◆ About this exercise:
Go through the listing beneath and show each line containing the string "blossom".

◆ Dataset records:
——

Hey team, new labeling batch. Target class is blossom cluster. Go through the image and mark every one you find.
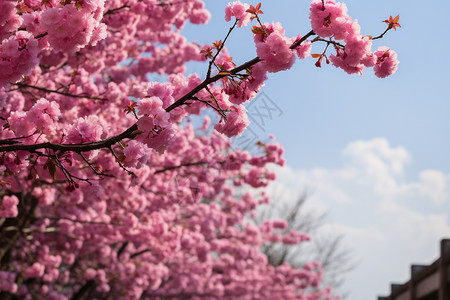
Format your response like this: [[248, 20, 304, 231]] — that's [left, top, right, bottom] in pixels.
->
[[0, 195, 18, 218], [0, 1, 22, 40], [225, 1, 251, 27], [309, 0, 399, 76], [0, 32, 39, 86], [41, 2, 107, 53], [224, 0, 399, 78]]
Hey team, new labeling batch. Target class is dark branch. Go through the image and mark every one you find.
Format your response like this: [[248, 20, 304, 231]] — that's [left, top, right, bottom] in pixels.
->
[[15, 83, 108, 101], [290, 30, 316, 50], [71, 280, 96, 300], [34, 32, 48, 39], [167, 30, 315, 112], [207, 19, 239, 79], [372, 27, 391, 40], [104, 4, 130, 16], [154, 161, 208, 174], [165, 56, 261, 112], [130, 249, 151, 259], [0, 124, 138, 153]]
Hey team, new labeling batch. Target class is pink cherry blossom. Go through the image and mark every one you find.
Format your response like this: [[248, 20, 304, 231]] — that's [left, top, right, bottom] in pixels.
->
[[41, 3, 106, 53], [64, 116, 106, 143], [0, 2, 22, 40], [374, 47, 399, 78], [0, 32, 39, 87], [309, 0, 354, 40], [329, 35, 376, 75], [293, 34, 312, 59], [256, 29, 295, 73], [123, 140, 152, 168], [225, 1, 251, 27], [0, 271, 18, 293], [0, 195, 19, 218], [24, 262, 46, 278], [214, 105, 250, 137]]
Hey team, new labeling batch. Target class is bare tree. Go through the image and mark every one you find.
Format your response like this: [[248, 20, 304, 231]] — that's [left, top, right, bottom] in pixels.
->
[[255, 191, 354, 297]]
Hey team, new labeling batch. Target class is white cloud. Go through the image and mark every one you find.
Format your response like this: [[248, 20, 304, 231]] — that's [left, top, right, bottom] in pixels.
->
[[266, 138, 450, 300], [417, 170, 448, 205]]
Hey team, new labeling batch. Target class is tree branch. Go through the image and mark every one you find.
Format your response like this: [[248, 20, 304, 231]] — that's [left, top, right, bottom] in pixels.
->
[[372, 27, 390, 40], [0, 124, 138, 153], [290, 30, 316, 50], [14, 83, 108, 101], [165, 56, 261, 112], [167, 29, 315, 112], [153, 161, 208, 174], [207, 19, 239, 79], [71, 280, 96, 300]]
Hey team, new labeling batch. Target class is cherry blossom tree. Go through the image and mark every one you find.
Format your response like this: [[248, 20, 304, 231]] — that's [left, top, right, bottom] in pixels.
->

——

◆ Response to the exercise:
Hey team, new labeling batch. Target class is blossom cluster. Go through the image and mark every one you find.
Hey team, new labeling batch. Target class is pink cherry blossom. Go through the image and mark every one you find.
Hey team, new labeling batch. Target class is cherry blossom tree. Go through the image and mark every one you find.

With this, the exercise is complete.